[Excerpts from location labeling data]:
Begin

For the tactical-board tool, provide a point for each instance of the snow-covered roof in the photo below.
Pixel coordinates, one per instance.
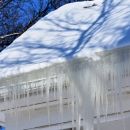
(74, 30)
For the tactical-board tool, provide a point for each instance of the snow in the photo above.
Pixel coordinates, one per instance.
(70, 31)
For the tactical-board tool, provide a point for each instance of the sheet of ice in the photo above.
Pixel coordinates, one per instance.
(71, 31)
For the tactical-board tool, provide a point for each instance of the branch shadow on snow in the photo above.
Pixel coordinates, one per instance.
(69, 37)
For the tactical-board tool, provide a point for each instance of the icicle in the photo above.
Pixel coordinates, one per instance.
(48, 98)
(60, 90)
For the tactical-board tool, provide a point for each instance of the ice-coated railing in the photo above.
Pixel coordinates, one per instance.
(96, 88)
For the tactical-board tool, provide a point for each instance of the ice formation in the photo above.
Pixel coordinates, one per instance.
(93, 85)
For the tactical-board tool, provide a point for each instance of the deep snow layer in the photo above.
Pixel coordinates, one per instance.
(71, 31)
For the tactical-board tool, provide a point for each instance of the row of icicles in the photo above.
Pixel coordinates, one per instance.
(92, 92)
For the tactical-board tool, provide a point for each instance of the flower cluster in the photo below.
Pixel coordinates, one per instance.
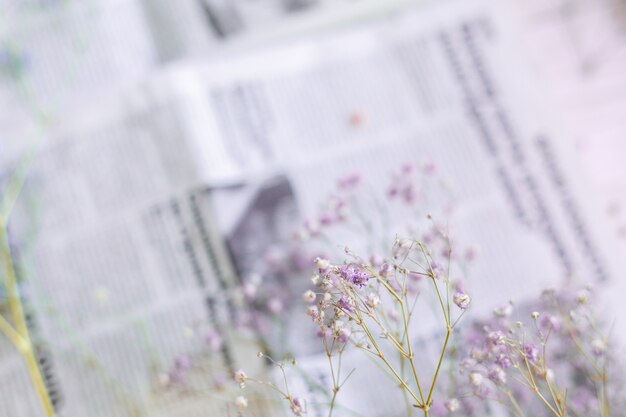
(554, 359)
(371, 305)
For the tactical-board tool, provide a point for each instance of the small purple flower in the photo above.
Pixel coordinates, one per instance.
(504, 361)
(531, 352)
(343, 335)
(354, 274)
(495, 338)
(462, 300)
(346, 303)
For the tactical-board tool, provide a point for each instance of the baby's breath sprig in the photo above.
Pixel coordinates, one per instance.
(371, 306)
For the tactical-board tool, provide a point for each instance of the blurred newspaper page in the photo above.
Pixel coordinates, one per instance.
(126, 274)
(451, 84)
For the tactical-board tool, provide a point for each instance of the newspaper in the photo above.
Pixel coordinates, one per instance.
(434, 83)
(134, 204)
(54, 55)
(115, 233)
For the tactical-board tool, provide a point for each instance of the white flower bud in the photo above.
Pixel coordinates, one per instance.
(372, 300)
(309, 296)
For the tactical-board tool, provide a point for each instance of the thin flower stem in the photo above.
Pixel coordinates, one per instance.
(537, 391)
(443, 353)
(411, 354)
(17, 311)
(382, 357)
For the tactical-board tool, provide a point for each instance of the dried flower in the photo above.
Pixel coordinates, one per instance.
(462, 300)
(240, 377)
(309, 296)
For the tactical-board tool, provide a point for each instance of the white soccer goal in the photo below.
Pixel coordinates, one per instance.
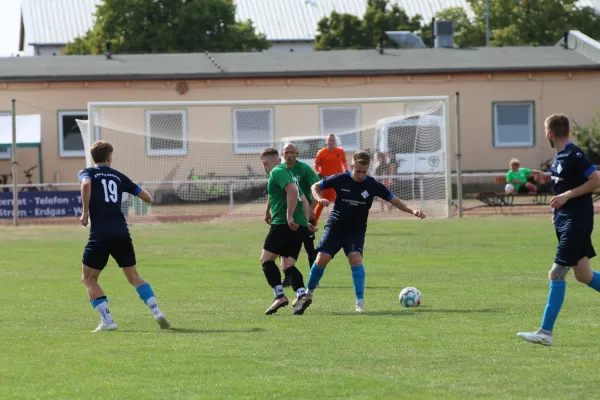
(200, 160)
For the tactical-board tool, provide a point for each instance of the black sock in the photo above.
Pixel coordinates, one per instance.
(272, 273)
(297, 280)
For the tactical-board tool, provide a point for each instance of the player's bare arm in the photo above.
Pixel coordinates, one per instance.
(402, 206)
(291, 191)
(317, 195)
(86, 193)
(593, 183)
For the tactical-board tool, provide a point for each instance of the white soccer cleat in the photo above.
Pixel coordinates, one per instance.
(163, 322)
(536, 338)
(102, 327)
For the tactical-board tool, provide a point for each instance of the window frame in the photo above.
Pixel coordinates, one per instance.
(236, 141)
(325, 133)
(495, 142)
(166, 152)
(61, 151)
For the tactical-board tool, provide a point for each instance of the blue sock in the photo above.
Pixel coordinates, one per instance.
(358, 278)
(595, 282)
(145, 292)
(555, 300)
(99, 300)
(316, 273)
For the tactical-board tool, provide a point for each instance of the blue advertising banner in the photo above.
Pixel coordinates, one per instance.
(42, 204)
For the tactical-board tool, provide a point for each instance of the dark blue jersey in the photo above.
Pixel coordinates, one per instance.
(108, 185)
(571, 169)
(353, 199)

End

[Written request]:
Copy everything from the line containing "arm in the photo above." down to the end of the listing, requests included, but multiply each pixel coordinate in the answers by 1.2 and round to the nearest whole number, with halves going up.

[Solution to this problem]:
For the tactical-board tool, provide a point for each instance of the player's bare arm in the photo above.
Pixel coordinates, one per instance.
(482, 247)
(349, 229)
(380, 234)
(103, 232)
(712, 220)
For the tactical-board tool, provide a point for each instance of the white soccer cleat in the photo above.
Pixel coordinates, one per instance.
(196, 386)
(643, 406)
(122, 392)
For the tactical-board tool, provide a point for each instance of the window frame in the photo above.
Pixel coordinates, one per instance.
(283, 169)
(390, 160)
(594, 170)
(199, 182)
(73, 181)
For the tactical-board tool, provide a point for each instance of the blue sock in the photo above.
Pixel coordinates, one per instance.
(430, 334)
(714, 338)
(174, 350)
(666, 360)
(119, 360)
(379, 328)
For the tactical-board tool, provide a point for each instance of the blue advertising banner in the photo above.
Pixel coordinates, one per instance.
(50, 245)
For the tactical-board tool, provide a point for each instance of the dark blue jersey in the photo above.
Pixel coordinates, one per instance.
(130, 222)
(685, 203)
(424, 239)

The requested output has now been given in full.